What you are asked to do —
Reproduce each of the rows below with every occurrence of "silver fork" changed to "metal fork", keeping all other text identical.

Supplied entries —
-*-*-

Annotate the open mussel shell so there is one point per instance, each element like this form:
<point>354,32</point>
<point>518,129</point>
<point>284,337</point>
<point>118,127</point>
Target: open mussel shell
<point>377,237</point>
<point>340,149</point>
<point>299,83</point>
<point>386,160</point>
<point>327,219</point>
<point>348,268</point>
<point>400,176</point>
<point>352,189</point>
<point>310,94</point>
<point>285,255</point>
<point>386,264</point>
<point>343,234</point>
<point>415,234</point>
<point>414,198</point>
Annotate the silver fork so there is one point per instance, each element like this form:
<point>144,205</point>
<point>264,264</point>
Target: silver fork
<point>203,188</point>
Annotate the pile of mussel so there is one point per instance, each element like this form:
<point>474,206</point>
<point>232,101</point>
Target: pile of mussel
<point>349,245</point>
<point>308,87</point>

-*-*-

Result for this exercise —
Annotate the open mussel shell so there is one point per instance, each element like this form:
<point>354,32</point>
<point>518,129</point>
<point>284,337</point>
<point>118,127</point>
Target: open mussel shell
<point>377,237</point>
<point>340,149</point>
<point>299,83</point>
<point>386,160</point>
<point>327,219</point>
<point>348,268</point>
<point>400,176</point>
<point>352,189</point>
<point>310,94</point>
<point>285,255</point>
<point>386,264</point>
<point>343,234</point>
<point>415,234</point>
<point>414,198</point>
Annotate the metal fork so there is one point per instance, each element like this form:
<point>144,205</point>
<point>264,264</point>
Target: metal fork
<point>203,188</point>
Annotate the pile of mussel so there is one point per instance, each element like this form:
<point>474,206</point>
<point>232,101</point>
Target: pile of mussel
<point>349,245</point>
<point>308,87</point>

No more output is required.